»»
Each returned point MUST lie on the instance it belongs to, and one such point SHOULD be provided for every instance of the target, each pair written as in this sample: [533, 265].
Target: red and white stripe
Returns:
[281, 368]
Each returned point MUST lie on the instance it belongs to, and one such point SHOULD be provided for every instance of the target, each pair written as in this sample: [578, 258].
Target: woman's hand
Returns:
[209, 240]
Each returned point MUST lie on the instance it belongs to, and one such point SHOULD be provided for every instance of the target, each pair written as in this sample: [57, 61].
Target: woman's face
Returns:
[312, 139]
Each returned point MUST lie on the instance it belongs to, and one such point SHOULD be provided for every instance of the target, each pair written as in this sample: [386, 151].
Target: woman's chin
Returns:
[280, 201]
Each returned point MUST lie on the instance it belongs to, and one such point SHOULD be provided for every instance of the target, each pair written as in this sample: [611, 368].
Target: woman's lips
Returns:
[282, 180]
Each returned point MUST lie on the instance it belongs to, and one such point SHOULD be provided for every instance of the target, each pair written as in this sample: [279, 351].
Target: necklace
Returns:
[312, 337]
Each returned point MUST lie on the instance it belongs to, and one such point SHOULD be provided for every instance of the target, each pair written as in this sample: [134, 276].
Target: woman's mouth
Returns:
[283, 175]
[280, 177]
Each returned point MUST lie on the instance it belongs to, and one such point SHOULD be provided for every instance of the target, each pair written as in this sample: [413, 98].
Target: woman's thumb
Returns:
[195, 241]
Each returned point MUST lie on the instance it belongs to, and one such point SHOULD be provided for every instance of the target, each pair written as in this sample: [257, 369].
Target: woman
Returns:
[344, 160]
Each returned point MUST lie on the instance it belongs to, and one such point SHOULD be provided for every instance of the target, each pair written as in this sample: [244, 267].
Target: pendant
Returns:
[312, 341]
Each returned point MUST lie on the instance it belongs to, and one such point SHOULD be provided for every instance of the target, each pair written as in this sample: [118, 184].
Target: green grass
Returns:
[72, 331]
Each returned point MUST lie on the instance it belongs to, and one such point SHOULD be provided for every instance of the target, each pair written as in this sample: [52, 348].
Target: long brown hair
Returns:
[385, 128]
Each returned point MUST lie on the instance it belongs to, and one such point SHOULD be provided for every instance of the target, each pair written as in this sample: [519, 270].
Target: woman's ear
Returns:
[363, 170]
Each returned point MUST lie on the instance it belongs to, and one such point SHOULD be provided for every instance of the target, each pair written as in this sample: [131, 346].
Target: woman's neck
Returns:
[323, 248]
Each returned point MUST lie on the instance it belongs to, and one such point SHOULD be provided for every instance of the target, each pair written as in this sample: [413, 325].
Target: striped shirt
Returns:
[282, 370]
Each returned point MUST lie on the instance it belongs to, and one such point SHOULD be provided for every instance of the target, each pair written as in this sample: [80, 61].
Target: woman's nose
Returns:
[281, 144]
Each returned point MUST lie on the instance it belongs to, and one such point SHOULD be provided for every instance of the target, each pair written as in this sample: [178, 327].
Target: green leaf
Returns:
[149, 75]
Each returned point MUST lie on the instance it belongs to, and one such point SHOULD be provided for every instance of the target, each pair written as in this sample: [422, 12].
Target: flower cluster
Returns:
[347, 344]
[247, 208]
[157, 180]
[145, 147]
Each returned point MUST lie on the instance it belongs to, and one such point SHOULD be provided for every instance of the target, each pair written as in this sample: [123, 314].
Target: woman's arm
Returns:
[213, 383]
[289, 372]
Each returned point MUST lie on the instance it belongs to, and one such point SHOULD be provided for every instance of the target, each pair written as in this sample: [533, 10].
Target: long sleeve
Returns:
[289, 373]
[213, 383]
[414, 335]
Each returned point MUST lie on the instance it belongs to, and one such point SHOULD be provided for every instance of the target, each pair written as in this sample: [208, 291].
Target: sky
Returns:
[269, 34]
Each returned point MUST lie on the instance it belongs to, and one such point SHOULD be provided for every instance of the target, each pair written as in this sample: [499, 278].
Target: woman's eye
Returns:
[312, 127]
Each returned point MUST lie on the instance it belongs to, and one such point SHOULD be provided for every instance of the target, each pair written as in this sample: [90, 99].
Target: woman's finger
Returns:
««
Task description
Give every line of the material again, exactly as it reads.

Result of the exercise
Each returned point MUST lie on the instance it belongs to, and one such point SHOULD be provided for every instance of the target, each pair written as in this sample: [533, 265].
Target: red and white stripe
Returns:
[281, 368]
Each returned point MUST lie on the instance it belongs to, and one such point SHOULD be provided for every instance of the target, each pair written as in this sample: [578, 258].
Target: woman's hand
Returns:
[209, 240]
Each returned point MUST lie on the instance it belongs to, and one such point SHOULD be provided for every instance of the target, each pair written as in this sample: [57, 61].
Target: woman's face
Returns:
[312, 139]
Each returned point MUST lie on the instance it belongs to, and one such point SHOULD be provided for every instance of the target, each pair written as in this sample: [386, 151].
Target: woman's chin
Returns:
[280, 201]
Each returned point MUST lie on the instance it belongs to, and one such point SHOULD be provided for every instance of the target, each pair written as in this sample: [611, 368].
Target: woman's lips
Returns:
[282, 180]
Each returned point MUST lie on the instance it belongs to, and one such point SHOULD be provided for every instance of the target, each pair written as in this sample: [279, 351].
Target: necklace
Returns:
[312, 337]
Each returned point MUST lie on the instance it belongs to, and one such point SHOULD be provided for every instance of the target, each pair written as in this sample: [134, 276].
Target: woman's mouth
Returns:
[283, 175]
[280, 177]
Each returned point MUST lie on the instance it belongs to, and one such point SHOULD be provided for every instance of the target, each pair written as in this sample: [413, 98].
Target: woman's thumb
Returns:
[195, 241]
Each returned point MUST lie on the instance it belongs to, and one such point SHOULD be provided for every instance of the target, each pair written as in this sample: [257, 369].
Target: woman
Returns:
[344, 160]
Each returned point MUST lie on the instance it belongs to, and one such point SHOULD be provided for every instance of the target, each pair written as in this sample: [244, 267].
Target: pendant
Returns:
[312, 341]
Each returned point MUST lie on the instance it belongs to, and one such point SHOULD be provided for every instance of the target, each pair written as in this sample: [118, 184].
Target: green grass
Returns:
[72, 331]
Each returned point MUST lie on the instance it belongs to, and one such point SHOULD be provided for every instance of the target, each pair written as in this sample: [52, 348].
Target: long brown hair
Returns:
[385, 128]
Each returned point MUST lie on the instance it belongs to, and one such point SHOULD be provided for every instance of the target, each pair written as in this sample: [519, 270].
Target: woman's ear
Returns:
[363, 170]
Each returned point MUST lie on the instance it belongs to, and one such point SHOULD be provided for every instance of the target, each pair written as in this sample: [131, 346].
Target: woman's neck
Returns:
[323, 248]
Each returned point MUST lie on the instance it belongs to, and one such point SHOULD be provided for every instance of the target, each pair written as in this sample: [413, 325].
Target: striped shirt
Returns:
[282, 370]
Each returned point MUST lie on the instance it belongs to, and one such point SHOULD be provided for every instance of the target, each pair written as in this sample: [80, 61].
Target: woman's nose
Returns:
[281, 144]
Each returned point MUST lie on the instance it belongs to, and one such point SHOULD be provided for every instance of the target, each pair written as in this sample: [178, 327].
Target: green leaf
Returns:
[149, 75]
Each returned point MUST lie on the instance it belongs to, and one such point SHOULD be provided for every instance of the target, each pair written as in this sample: [422, 12].
Target: flower cluster
Returns:
[347, 344]
[247, 208]
[157, 180]
[145, 147]
Each returned point MUST lie on the instance it belongs to, and one such point SHOULD be provided for every instance of the target, each pair written as in this sample: [123, 314].
Target: woman's arm
Returns:
[213, 383]
[289, 372]
Each returned point MUST lie on the instance it belongs to, and one such point SHOULD be provided for every instance of the target, each pair written as in this sample: [533, 10].
Target: long sleeve
Returns:
[289, 373]
[213, 383]
[414, 335]
Each returned point MUST lie on the instance it belongs to, and one such point SHOULD be provided for every instance of the target, each pair written as in this sample: [208, 291].
Target: sky
Returns:
[269, 34]
Each returned point MUST lie on the instance it belongs to, and one such point SHOULD be provided for every instance of the target, each pair written as in this sample: [499, 278].
Target: woman's eye
Returns:
[312, 127]
Each returned point MUST lie on the instance it belongs to, and one such point SHOULD be provided for every instance of the target, each pair written as in this sample: [90, 99].
Target: woman's finger
Returns:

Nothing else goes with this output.